Список заданий:
A - Ответьте на вопросы по тексту о плавании:
(i) В каком городе судно должно пришвартоваться завтра на рассвете?
(ii) В каком городе причалили на Мадейре?
(iii) Сколько столетий назад, согласно тексту, в страну был привнесен африканский элемент?
B - Повторите без изменений фрагмент текста о плавании от слов «Еще несколько слов» до слов «в высокогорных трещинах.» включительно.
C - Переведите на английский язык предложение из текста о плавании: «Один из утесов торчал из моря, точно иголка с ушком».

Показанный текст:
○ ○ ○ ○ ○
Ресторан стал бы подлинным кладом для исследователя рас. Как этимолог по языку, он мог бы здесь попытаться понять лузитанскую историю по лицам. От типов каменного века и иберийских автохтонов она через римских, мавританских и германских завоевателей простирается до колониальных смешений. Португалец был и остается в этом отношении неразборчивым и даже усматривает в этом одну из легитимаций своего дальнейшего пребывания в Африке. Здесь за одним столом рядом сидят молодые люди высокого роста, с готическими чертами лица, и маленькие курчавые парни, колорит которых подобен цвету более или менее сильно поджаренных кофейных зерен. Тут дает себя знать то обстоятельство, что африканский элемент был привнесен в страну достаточно рано, еще двенадцать столетий назад, и уже тогда не как чисто мавританская кровь, а в виде ее смеси с кровью нубийских рабов. На такую догадку наводит не только посещение современного марокканского города, но и чтение «Тысячи и одной ночи». Далее можно прийти к мысли, что были времена, когда португальцы занимали часть той области, которую римляне называли «Мавританией», а арабы «Магрибом». В таких условиях индивидуумы в череде поколений едва ли могли б посветлеть. Здесь тоже анализу предпочитался синтез: «Сокращение типов и распределение вокруг них полноты познанного».
Как в прошлом году во время путешествия в Восточную Азию, здесь мне тоже постоянно приходится спасаться бегством от джаза, гремящего из динамиков.
НА БОРТУ, 22 ОКТЯБРЯ 1966 ГОДА
Завтра на рассвете мы должны пришвартоваться в Луанде. Плавание прошло приятно и быстро, я почти ничего не читал, не считая «Португальских дней» Герхарда Небеля и нескольких журналов. Кроме того записи. Необходимость делать их становится для меня часто обременительной, особенно когда я вспоминаю о кипах бумаг, которые лежат в Вильфлингене, — речь, должно быть, идет о влечении. Каждый вечер на открытой палубе крутили кино; выборочные пробы показали, что я ничего не потерял.
Еще несколько слов об островах, у которых мы бросали якорь или в виду которых проходили. Пробелы в моих географических знаниях, среди прочего, дали о себе знать также в том вопросе, что я считал Мадейру единственным португальским островом; но прежде чем причалить в Фуншале [416], мы миновали группы не только утесов, но и мелких заселенных островков. Один из утесов торчал из моря, точно иголка с ушком. Деревни, виноградники, маяки. То, что Мадейра совершенно безлесна, я знал по запискам Волластона, сто лет назад обходившего на яхте приятеля атлантические острова, чтобы собирать там жуков, которых он набрал и описал очень много. Остатки оригинальной флоры и фауны можно высмотреть только в высокогорных трещинах.
○ ○ ○ ○ ○
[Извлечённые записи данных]
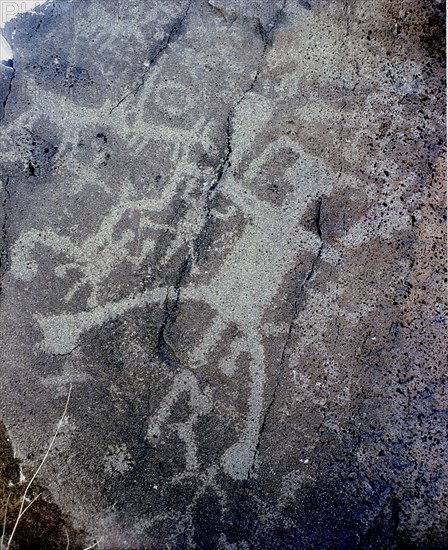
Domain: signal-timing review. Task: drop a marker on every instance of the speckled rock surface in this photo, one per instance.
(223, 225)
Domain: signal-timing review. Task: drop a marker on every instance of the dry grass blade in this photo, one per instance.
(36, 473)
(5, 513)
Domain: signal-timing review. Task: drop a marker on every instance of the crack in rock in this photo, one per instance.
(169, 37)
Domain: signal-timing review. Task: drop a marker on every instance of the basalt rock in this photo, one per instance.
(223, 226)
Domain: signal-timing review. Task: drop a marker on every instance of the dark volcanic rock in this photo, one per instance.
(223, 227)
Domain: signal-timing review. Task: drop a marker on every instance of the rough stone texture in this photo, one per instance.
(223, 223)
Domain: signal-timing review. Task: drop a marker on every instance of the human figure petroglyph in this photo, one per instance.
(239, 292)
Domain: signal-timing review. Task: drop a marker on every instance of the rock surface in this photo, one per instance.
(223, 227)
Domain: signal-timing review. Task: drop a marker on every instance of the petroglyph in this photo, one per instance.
○ ○ ○ ○ ○
Выполненные задания:
A -
(i) В Луанде.
(ii) В Фуншале.
(iii) Двенадцать столетий назад.

B -
Еще несколько слов об островах, у которых мы бросали якорь или в виду которых проходили. Пробелы в моих географических знаниях, среди прочего, дали о себе знать также в том вопросе, что я считал Мадейру единственным португальским островом; но прежде чем причалить в Фуншале [416], мы миновали группы не только утесов, но и мелких заселенных островков. Один из утесов торчал из моря, точно иголка с ушком. Деревни, виноградники, маяки. То, что Мадейра совершенно безлесна, я знал по запискам Волластона, сто лет назад обходившего на яхте приятеля атлантические острова, чтобы собирать там жуков, которых он набрал и описал очень много. Остатки оригинальной флоры и фауны можно высмотреть только в высокогорных трещинах.

C - One of the cliffs jutted out of the sea like a needle with an eye.